*Tasks and exercises*
a) Quote the New Orleans flood post word for word from "The Day After" to "throw a party.".
b) Answer these questions using the New Orleans flood post:
(i) How many people evacuated to higher ground as the storm approached?
(ii) Into which lake did the storm push a surge?
(iii) How long did it take to pump the city dry?
c) Continue the New Orleans flood post from where it stops.
#### Document extract
Thursday, September 08, 2005

The Day After Tomorrow

The Law Jedi has found a chilling article from an old National Geographic. (I can't tell what the date on the article is.) Excerpts:
As the whirling maelstrom approached the coast, more than a million people evacuated to higher ground. Some 200,000 remained, however—the car-less, the homeless, the aged and infirm, and those die-hard New Orleanians who look for any excuse to throw a party.

The storm hit Breton Sound with the fury of a nuclear warhead, pushing a deadly storm surge into Lake Pontchartrain. The water crept to the top of the massive berm that holds back the lake and then spilled over. Nearly 80 percent of New Orleans lies below sea level—more than eight feet below in places—so the water poured in. A liquid brown wall washed over the brick ranch homes of Gentilly, over the clapboard houses of the Ninth Ward, over the white-columned porches of the Garden District, until it raced through the bars and strip joints on Bourbon Street like the pale rider of the Apocalypse. As it reached 25 feet (eight meters) over parts of the city, people climbed onto roofs to escape it.

Thousands drowned in the murky brew that was soon contaminated by sewage and industrial waste. Thousands more who survived the flood later perished from dehydration and disease as they waited to be rescued. It took two months to pump the city dry, and by then the Big Easy was buried under a blanket of putrid sediment, a million people were homeless, and 50,000 were dead. It was the worst natural disaster in the history of the United States.

When did this calamity happen? It hasn't—yet.
########
#### Material shown
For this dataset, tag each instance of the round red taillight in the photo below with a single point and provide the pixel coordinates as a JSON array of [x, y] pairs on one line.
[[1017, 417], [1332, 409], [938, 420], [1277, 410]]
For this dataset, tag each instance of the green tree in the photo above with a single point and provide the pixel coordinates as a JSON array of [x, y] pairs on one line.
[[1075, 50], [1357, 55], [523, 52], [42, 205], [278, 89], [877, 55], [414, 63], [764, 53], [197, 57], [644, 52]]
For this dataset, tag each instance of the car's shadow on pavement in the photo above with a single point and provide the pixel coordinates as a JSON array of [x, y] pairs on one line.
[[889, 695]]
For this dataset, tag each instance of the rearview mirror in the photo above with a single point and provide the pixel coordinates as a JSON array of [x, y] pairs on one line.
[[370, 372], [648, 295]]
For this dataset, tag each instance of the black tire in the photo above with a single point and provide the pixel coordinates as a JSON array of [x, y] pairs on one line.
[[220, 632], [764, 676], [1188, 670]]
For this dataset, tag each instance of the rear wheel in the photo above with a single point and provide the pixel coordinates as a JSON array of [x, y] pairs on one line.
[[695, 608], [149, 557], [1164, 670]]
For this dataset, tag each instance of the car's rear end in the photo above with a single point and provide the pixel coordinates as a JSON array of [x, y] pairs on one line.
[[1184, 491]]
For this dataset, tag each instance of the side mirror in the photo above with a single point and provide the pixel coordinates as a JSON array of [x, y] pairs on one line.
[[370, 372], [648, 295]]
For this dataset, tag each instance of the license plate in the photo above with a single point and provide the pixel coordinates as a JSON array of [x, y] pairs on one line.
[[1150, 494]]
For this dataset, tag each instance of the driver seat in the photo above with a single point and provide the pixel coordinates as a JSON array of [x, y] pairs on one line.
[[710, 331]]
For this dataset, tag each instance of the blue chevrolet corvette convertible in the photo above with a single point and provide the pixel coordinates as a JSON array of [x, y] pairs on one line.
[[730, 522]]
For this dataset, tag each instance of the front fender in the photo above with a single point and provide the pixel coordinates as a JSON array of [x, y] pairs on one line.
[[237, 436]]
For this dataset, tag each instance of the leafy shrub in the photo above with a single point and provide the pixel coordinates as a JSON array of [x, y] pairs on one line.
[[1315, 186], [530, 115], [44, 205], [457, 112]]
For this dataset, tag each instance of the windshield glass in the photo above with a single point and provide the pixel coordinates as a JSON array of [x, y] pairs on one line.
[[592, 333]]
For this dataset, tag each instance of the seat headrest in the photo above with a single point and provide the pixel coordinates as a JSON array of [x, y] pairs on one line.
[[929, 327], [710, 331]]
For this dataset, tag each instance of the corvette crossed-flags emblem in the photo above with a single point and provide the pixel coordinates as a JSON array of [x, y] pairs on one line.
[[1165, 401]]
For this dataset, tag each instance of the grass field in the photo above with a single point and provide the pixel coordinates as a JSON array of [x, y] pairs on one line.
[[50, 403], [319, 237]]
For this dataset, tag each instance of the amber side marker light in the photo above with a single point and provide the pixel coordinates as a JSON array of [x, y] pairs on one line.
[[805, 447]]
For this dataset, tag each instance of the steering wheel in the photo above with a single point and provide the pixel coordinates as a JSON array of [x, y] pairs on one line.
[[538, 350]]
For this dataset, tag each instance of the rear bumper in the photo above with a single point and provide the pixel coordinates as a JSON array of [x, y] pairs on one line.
########
*Expected responses*
a)
The Day After Tomorrow

The Law Jedi has found a chilling article from an old National Geographic. (I can't tell what the date on the article is.) Excerpts:
As the whirling maelstrom approached the coast, more than a million people evacuated to higher ground. Some 200,000 remained, however—the car-less, the homeless, the aged and infirm, and those die-hard New Orleanians who look for any excuse to throw a party.

b)
(i) More than a million.
(ii) Lake Pontchartrain.
(iii) Two months.

c)
Like the 9/11 hijackings, it demonstrates that the past was foreseeable and makes you wonder why someone wasn't preparing for the eventuality.


Anonymous said...

It's easy to say they should have prepared weather you mean federal, state or local governments. Just like 9-11 people would never have stood for the sacrifices neccessary to prepare for this devastation. Even now the government is taking several days to force people from their homes. some people will always resist what the government is trying to do

Anna said...

The article Gone With The Water is in the October 2004 issue of National Geographic. It is quite chillingly similar to what actually happened!

Anonymous said...

Why wasn't someone "preparing for the eventuality"? MONEY! Duh.

Isn't this really quite simple: Levees built for Category 3 storm; Katrina is a Category 4/5 Storm.

Preparing for the eventuality meant building the levees to withstand that strong a storm. And, as we've seen, that would have costs tens of billions of dollars (and taken up to 25 years to complete, also).